— begin GIVEN TEXT —
Dear all,
Please allow me to introduce myself . . . and pardon the dreadful punning on
Mick the demonic. I'm Jeremy Varon, a young(ish) scholar, whose primary
research has been on the Weather Underground. Let's me say, for starters,
what a treat it is to "listen in" on the dialogue of scholars, activists, and
activist-scholars of your caliber and significance. Us younger folks -- I"ll
at least speak for myself -- get something of a thrill to interact with
"history" so vividly and participate in a kind of living legacy as the spirit
of the 60s evolves and gets represented in various ways.
Regarding the generational question, I have a few thoughts. There is a kind
of assumtption nowadays -- and particularly among younger hsitroians -- that
historical revision is good and that the "old," hegemonic narratives and
anaysis of the 60s must be wrong or over-simple viturally because they have
been hegemonic. But some of the standard frames do have some merit. The
notion of an intra-generational divide within sub-cohrots of the New Left --
and with it a periodization of 63, 67, 70 (give or take) as the endpoints of
various shifts -- does seem to make sense. In my research, the "older"
— end GIVEN TEXT —
▶ **INSTRUCTIONS**
1. Which years does the post about the New Left's generational divide give as the endpoints of various shifts?
2. Can you carry the post about the New Left's generational divide further, starting right after its final words?
— begin DATA EXTRACT —
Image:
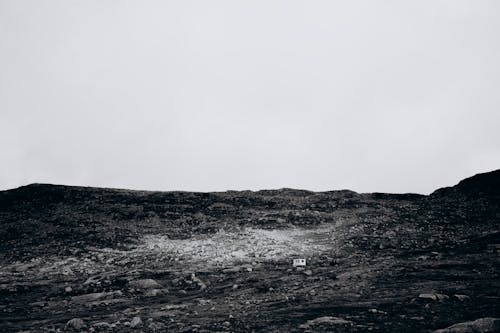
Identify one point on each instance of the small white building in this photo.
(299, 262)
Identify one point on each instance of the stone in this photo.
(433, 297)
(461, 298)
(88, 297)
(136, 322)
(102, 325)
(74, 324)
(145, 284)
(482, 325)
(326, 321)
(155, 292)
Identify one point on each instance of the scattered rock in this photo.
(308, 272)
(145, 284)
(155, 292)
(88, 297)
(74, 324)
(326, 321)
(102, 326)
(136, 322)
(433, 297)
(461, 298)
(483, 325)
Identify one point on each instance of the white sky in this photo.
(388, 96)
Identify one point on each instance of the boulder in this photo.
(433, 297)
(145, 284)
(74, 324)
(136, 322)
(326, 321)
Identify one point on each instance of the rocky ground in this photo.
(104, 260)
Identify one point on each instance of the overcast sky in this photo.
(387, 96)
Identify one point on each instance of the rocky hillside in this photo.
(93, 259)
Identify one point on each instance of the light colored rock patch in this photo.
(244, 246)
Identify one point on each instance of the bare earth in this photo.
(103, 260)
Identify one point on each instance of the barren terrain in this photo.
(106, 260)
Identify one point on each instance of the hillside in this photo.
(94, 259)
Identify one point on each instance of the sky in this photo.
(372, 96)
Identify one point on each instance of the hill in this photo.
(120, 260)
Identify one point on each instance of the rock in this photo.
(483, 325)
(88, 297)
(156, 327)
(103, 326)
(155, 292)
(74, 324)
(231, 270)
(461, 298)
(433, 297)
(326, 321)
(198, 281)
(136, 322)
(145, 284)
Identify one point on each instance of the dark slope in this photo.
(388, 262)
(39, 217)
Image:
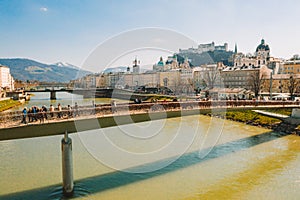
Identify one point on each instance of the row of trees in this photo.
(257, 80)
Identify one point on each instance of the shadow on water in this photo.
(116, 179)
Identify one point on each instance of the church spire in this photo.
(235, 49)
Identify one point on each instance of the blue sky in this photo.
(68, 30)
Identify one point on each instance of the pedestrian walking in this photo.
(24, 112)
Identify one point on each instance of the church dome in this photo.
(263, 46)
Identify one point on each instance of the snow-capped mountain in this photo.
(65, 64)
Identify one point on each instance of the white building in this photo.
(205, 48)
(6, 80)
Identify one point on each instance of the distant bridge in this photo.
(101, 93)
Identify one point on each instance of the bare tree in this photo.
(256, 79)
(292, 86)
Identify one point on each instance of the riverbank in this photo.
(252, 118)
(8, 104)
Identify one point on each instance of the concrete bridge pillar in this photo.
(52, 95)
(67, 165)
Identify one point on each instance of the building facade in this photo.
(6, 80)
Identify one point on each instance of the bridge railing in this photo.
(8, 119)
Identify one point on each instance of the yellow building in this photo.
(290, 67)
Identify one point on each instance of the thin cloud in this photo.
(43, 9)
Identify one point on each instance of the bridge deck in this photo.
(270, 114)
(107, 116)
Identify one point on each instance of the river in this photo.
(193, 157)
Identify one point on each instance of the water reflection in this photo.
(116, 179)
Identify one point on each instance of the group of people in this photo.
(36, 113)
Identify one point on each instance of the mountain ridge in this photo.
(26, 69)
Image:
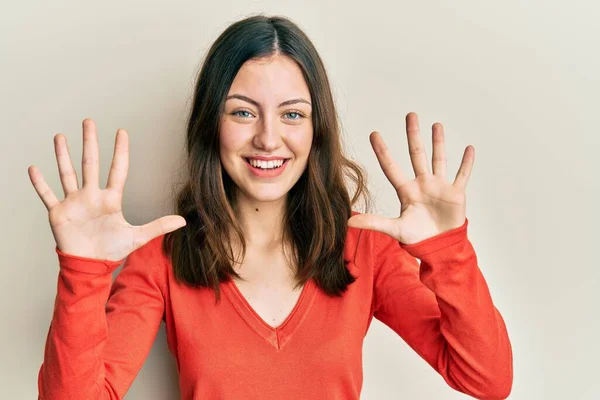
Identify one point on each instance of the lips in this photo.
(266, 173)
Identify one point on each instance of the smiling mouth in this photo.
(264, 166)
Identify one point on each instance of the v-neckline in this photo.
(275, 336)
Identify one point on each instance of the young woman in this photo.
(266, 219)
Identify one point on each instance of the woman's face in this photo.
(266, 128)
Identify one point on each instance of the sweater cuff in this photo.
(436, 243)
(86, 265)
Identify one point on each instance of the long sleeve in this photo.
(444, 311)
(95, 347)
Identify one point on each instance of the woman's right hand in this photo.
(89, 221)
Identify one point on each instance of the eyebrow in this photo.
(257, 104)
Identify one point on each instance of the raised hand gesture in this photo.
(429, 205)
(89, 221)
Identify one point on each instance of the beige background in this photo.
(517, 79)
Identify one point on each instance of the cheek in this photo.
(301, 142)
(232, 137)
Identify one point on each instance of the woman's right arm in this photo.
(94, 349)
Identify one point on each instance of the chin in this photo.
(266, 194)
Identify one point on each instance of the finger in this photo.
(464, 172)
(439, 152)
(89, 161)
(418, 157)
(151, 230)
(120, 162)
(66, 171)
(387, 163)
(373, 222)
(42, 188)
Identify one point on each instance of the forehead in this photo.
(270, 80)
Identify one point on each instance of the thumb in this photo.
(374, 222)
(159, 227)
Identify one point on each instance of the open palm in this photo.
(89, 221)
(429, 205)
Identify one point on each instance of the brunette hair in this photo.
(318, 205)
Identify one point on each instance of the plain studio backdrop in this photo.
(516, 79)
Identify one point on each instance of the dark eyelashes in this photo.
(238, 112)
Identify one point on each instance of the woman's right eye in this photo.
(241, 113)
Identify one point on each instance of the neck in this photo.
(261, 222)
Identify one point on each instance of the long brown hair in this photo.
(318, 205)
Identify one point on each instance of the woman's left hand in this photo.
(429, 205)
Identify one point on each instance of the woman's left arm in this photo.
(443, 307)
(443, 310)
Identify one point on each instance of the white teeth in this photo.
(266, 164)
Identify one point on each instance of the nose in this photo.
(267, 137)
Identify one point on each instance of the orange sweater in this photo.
— end DATA EXTRACT —
▶ **ANSWERS TO EACH TASK**
1. 63, 67, 70

2.
activists generally had initially a more favorable, or at least ambvalent,
relationship to America and then experienced a fairly grave disillusionment.
One of the people in my study -- a guy who took up "armed struggle in 69 --
had ben a korean war vet (albeit a conscientious objector), cried for joy
when Johnson signed the civil rights act, but, just a few years later, had
had his "sentimentalities about democracy rid by the Vietnam war. He and
some others seemed to go through almost a conversion experience in which they
grew to radically question American values and the great liberal mission
Kennedy et. al. seemed to embody. So being radicalized was a rather
drawn-out process in which one reinvented one's identity as an
(anti-)American. Some even framed their turn to violence as a form of
patriotism that had its roots in AMerica's own Minutement. Some even used
the term the "americong" (much like JA's "volunteers of America) to link the
NLF struggle, with that of American revolutionaries of yore, with their own
"revolutionary" struggle. As an aside, I wonder how and to what extent a
childhood fascination with war -- most likely experienced through the playful
recreation of the great drama of WWII -- eventually influenced the desire of
some to take up arms. I, for example, played extensively with war toys,
became a pacifist as an adolescent, and them became quite "militant" in
college -- I always sensed that the American toy soldiers I'd play with as a
kid ( against the evil Nazi soldiers, who were nonetheless cool) were my
young imagination's first embodiement of the good soldier willing to fight
and die for something he thought good. When my value system changed, I clung
at some level to that image.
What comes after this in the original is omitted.